* Written problem *
Answer the following from the article on the lighting and sound designs of Hamlet below.
(a) How many seats does the thrust-configured outdoor setting have?
(b) To which firm did Barry Edelstein turn to design an audio system for the Festival Stage?
(c) At which theater does Sten Severson currently serve as sound director?

* Source excerpt *
The Lighting and Sound Designs of Hamlet at San Diego’s Old Globe
Every new production of Hamlet must lay to rest the ghosts of its predecessors. With its familiar story, often quoted (and mostly misquoted) lines and contemporary spin offs, it’s amongst the most accessible of Shakespeare’s tragedies. The director’s skill lies in extracting the story of revenge from the Iambic pentameter and metaphysical musings so unfamiliar to the modern ear. Barry Edelstein’s production on the Festival Stage at the Old Globe Theatre in San Diego succeeds by not allowing anything to upstage a well-told story. In this he is greatly helped by a design and production team that clearly shares his vision that “the play is the thing.” The outdoor setting of the 600-seat thrust-configured setting posed challenges for the production crew greater than the passing of an occasional aircraft. With at least four prior Old Globe shows under their belt, sound designer Sten Severson and lighting designer Stephen Strawbridge took a break from technical rehearsals to share their craft with Stage Directions.
The Sound Design - A Path To Clarity
When director Barry Edelstein took control of the Festival Stage in 2014, he turned to New York based Acme Sound Partners to design an audio system that would produce the high-quality sound New York audiences experienced at The Public Theater’s Shakespeare in the Park. One of three partners in Acme, Sten Severson, who has taught at New York University and Yale School of Drama and currently serves as the sound director at Children’s Theatre Company in Minneapolis, was set the task of giving equal audio coverage to each of the Old Globe’s 600-plus patrons in a venue without a roof or a solid upstage wall. “The problem with outdoor theater is that, without a roof, there’s nothing to hold the energy in,” says Severson. “Our challenge with audio is to focus the audience’s attention back to the stage.”

* Supplied entries *
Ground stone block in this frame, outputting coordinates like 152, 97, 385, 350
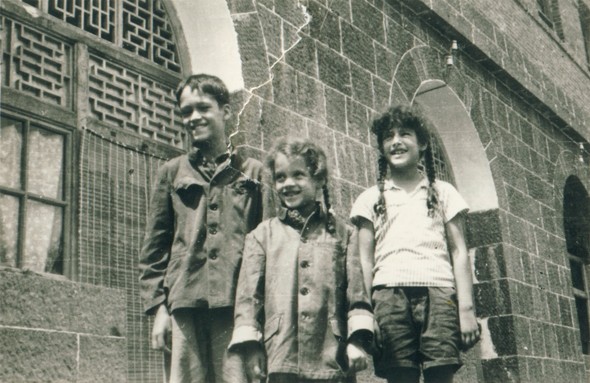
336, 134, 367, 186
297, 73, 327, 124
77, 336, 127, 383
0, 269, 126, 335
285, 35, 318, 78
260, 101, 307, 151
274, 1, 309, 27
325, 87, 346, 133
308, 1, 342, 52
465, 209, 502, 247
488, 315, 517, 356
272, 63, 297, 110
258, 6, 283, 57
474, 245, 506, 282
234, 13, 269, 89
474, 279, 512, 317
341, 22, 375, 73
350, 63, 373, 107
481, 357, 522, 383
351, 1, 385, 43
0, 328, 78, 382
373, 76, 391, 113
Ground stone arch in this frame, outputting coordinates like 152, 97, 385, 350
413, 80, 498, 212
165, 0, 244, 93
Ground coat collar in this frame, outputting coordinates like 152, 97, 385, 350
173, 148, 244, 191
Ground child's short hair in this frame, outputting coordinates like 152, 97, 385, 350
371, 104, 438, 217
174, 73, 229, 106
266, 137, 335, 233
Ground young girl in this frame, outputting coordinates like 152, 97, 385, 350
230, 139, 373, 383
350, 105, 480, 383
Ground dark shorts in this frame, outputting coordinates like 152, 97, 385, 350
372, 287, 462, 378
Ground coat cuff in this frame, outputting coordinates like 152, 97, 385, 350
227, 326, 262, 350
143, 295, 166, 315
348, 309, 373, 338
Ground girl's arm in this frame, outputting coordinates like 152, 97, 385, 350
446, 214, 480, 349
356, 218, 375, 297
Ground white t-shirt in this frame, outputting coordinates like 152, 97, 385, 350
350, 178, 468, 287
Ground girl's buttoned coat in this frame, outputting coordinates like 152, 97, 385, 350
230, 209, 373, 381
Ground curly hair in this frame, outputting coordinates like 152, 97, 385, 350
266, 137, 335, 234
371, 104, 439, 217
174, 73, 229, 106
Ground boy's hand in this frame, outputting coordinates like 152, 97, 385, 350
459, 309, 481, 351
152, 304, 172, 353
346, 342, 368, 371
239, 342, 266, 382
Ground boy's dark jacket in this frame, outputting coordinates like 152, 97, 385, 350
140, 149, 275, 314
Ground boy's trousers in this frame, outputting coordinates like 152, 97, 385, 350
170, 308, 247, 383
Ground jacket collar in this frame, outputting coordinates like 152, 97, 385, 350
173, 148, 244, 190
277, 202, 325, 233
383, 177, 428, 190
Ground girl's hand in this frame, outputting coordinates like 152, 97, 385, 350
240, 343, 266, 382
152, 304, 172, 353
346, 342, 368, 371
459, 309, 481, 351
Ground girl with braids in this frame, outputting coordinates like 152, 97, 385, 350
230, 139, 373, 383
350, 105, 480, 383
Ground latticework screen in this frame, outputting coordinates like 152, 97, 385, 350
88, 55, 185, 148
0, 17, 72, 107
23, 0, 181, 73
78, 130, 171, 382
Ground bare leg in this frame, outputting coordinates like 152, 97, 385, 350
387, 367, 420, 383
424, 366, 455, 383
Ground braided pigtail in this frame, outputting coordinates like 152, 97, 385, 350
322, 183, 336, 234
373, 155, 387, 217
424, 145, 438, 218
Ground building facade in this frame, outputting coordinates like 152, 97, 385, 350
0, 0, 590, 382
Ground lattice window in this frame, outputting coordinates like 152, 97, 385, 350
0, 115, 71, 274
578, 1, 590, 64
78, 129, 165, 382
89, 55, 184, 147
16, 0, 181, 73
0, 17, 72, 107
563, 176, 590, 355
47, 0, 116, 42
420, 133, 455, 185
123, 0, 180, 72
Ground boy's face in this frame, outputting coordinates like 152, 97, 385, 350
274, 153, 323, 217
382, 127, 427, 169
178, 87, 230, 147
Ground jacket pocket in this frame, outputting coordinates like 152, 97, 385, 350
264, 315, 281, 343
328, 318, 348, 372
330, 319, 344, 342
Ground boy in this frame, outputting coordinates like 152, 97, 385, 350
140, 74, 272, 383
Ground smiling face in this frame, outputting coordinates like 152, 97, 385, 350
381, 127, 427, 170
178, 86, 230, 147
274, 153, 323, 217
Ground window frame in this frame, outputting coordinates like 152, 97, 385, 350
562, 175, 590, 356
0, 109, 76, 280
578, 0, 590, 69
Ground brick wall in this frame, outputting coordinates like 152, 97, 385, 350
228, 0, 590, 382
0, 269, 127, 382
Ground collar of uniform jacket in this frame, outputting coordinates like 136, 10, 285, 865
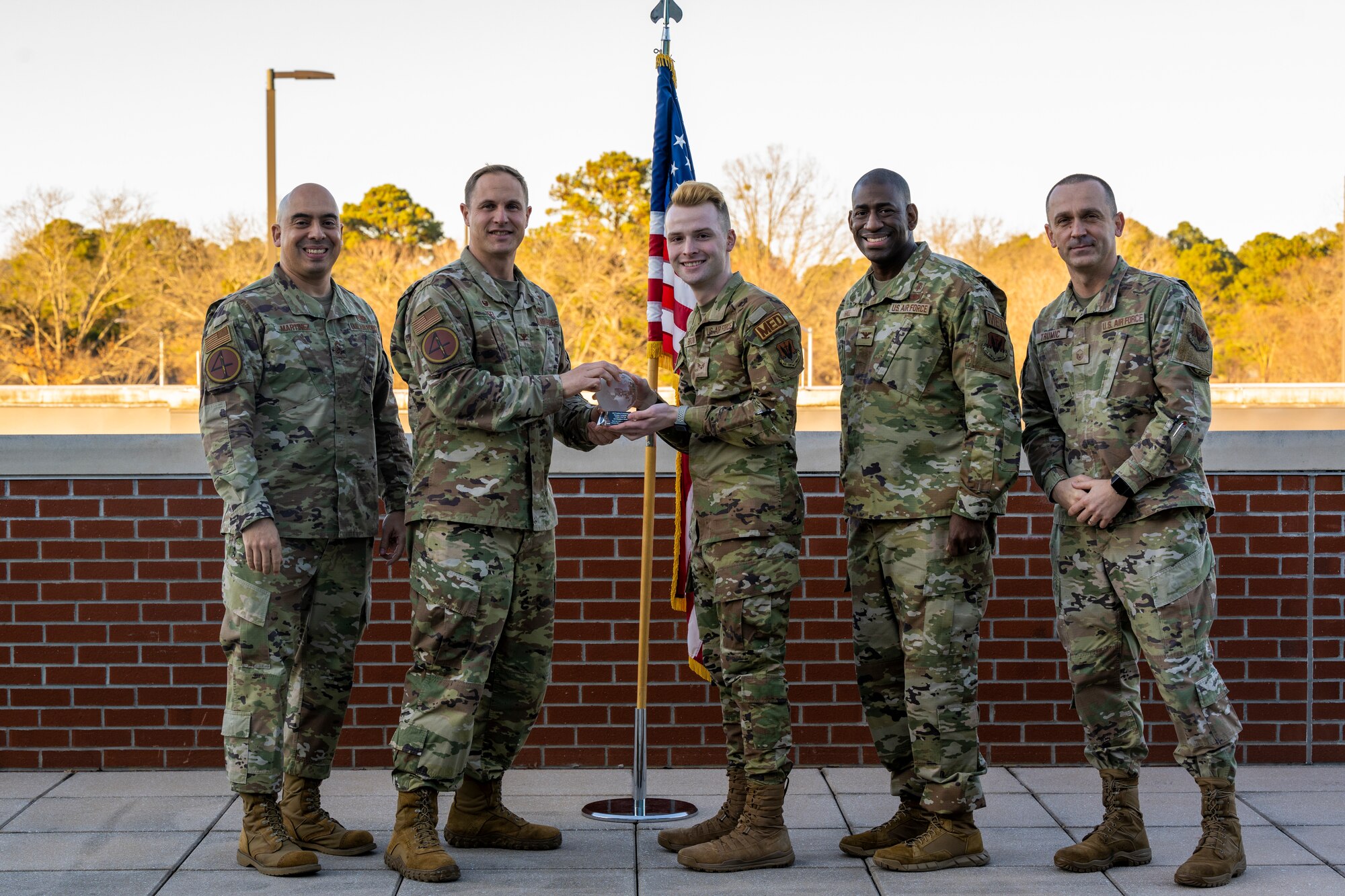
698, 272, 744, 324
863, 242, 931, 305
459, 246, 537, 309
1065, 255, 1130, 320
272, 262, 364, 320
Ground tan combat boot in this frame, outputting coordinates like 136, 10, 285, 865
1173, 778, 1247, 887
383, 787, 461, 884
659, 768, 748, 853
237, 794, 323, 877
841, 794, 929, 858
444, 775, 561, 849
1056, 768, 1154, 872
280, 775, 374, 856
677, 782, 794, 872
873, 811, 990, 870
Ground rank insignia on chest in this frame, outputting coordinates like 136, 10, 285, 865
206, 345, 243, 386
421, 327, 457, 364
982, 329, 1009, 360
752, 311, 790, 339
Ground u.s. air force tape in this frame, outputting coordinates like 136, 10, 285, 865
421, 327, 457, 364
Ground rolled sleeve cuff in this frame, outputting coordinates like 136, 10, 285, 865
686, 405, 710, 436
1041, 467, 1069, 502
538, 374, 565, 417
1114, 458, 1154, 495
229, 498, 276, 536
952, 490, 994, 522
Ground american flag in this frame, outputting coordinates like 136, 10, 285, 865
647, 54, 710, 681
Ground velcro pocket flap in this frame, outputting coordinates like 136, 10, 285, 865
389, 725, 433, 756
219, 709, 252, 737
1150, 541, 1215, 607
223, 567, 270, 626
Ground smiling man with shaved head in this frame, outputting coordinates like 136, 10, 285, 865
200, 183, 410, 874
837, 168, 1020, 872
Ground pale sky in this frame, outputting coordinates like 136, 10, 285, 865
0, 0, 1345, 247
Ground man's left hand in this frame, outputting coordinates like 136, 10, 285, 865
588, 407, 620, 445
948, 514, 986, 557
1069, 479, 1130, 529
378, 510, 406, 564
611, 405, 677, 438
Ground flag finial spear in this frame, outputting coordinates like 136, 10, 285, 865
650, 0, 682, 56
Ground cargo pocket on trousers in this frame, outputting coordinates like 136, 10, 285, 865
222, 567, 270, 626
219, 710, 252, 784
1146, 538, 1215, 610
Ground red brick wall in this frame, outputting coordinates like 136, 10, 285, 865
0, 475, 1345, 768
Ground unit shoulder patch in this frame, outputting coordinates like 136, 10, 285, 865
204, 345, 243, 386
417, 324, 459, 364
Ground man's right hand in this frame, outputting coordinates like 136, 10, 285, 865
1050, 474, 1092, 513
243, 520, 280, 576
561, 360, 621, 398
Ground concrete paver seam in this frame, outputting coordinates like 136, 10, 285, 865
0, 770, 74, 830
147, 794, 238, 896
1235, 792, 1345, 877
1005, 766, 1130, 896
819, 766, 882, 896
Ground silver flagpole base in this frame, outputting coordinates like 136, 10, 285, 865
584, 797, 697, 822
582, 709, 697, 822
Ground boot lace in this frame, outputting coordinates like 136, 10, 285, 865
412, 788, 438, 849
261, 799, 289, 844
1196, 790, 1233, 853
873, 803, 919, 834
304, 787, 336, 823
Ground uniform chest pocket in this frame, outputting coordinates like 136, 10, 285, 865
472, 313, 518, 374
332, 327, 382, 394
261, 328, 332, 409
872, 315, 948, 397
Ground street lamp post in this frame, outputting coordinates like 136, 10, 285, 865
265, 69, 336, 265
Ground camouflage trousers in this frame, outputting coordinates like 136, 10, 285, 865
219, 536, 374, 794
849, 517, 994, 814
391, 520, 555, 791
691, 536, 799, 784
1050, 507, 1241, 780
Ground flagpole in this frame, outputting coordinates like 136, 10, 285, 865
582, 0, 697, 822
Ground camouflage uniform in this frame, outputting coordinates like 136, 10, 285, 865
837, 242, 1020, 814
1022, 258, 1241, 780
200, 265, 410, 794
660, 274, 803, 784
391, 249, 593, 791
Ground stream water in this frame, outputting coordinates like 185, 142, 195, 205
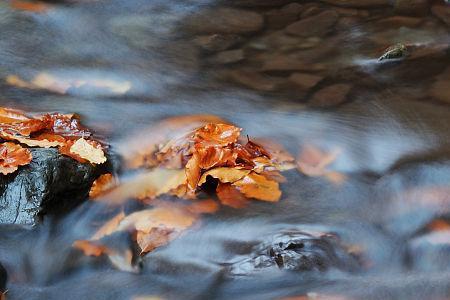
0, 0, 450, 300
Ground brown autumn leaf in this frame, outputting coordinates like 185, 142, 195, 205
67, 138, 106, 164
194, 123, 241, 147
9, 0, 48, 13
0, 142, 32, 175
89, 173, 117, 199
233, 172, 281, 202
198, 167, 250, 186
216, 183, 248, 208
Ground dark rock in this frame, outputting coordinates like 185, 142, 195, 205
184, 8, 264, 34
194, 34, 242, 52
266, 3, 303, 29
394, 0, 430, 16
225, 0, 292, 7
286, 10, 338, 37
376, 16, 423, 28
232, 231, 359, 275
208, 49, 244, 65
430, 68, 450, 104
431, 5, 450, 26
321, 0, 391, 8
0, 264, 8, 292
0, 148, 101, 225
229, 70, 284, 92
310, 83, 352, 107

* Expected answer *
(a) 600 seats.
(b) Acme Sound Partners, based in New York.
(c) Children's Theatre Company in Minneapolis.